■ EXERCISE BRIEF
Below are lines of data, and only some are wanted. Please repeat exactly those from the line that has "The goal for" through the line that has "box: [638, 46, 700, 144]".

■ DATA FOR THE TASK
——————————

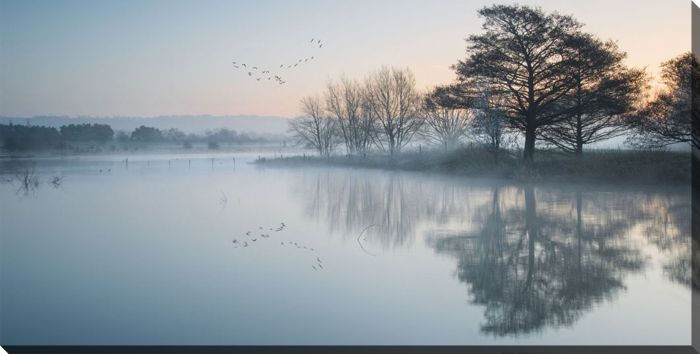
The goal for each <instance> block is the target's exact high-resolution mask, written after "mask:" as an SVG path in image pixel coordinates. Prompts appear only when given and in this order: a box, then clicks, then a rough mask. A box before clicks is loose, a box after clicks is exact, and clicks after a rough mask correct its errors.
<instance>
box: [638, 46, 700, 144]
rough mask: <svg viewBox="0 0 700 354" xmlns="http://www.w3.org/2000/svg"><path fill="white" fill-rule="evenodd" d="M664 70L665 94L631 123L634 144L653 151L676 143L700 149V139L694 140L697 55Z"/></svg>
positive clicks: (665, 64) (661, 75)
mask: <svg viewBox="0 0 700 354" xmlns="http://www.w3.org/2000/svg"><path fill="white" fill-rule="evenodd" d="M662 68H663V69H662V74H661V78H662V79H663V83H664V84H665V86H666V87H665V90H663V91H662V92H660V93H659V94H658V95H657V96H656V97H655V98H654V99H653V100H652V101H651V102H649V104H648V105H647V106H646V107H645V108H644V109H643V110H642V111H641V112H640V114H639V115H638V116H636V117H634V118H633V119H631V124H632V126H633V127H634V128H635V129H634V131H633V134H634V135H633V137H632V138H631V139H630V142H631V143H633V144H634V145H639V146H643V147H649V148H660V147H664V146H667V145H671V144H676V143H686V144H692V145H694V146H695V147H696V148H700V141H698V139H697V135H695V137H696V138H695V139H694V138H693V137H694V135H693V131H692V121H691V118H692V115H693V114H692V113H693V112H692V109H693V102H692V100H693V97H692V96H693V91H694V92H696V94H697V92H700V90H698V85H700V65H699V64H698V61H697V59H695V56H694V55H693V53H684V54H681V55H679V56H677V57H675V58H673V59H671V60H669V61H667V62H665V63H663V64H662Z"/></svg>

——————————

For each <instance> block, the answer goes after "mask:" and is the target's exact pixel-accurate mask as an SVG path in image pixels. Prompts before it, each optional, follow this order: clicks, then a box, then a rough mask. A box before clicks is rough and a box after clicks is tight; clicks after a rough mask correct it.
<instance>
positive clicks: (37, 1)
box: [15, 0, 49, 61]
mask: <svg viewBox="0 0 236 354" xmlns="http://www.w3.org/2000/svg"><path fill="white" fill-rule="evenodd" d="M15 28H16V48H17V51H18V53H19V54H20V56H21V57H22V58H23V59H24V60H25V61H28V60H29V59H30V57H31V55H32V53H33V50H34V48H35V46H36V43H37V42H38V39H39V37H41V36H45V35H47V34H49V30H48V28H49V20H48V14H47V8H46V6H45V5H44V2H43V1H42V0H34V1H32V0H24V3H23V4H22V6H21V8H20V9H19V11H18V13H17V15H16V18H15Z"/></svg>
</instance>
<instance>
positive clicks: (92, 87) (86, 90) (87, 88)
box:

——————————

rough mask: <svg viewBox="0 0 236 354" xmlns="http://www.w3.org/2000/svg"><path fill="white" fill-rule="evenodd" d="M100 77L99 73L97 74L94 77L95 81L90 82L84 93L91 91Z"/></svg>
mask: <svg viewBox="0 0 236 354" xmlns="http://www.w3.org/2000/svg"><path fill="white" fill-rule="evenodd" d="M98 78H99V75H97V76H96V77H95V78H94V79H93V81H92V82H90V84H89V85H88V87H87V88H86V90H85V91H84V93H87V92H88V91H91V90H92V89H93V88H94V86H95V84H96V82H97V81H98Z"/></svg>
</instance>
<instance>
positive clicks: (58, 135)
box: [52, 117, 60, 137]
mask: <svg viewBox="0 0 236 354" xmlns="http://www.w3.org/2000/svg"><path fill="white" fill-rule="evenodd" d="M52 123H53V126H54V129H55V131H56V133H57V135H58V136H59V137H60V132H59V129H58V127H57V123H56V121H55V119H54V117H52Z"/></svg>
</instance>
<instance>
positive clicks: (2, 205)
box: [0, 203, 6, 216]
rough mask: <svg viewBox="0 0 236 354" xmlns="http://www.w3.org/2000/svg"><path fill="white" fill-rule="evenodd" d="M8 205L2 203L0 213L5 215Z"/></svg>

——————————

■ SOLUTION
The goal for each <instance> block is the target's exact high-resolution mask, written after "mask:" as an SVG path in image pixel coordinates. Prompts appear only when given and in this order: a box, then clicks, then a rough mask. A box before clicks is loose, a box after clicks is exact, and clicks after a rough mask correct its errors.
<instance>
box: [638, 46, 700, 144]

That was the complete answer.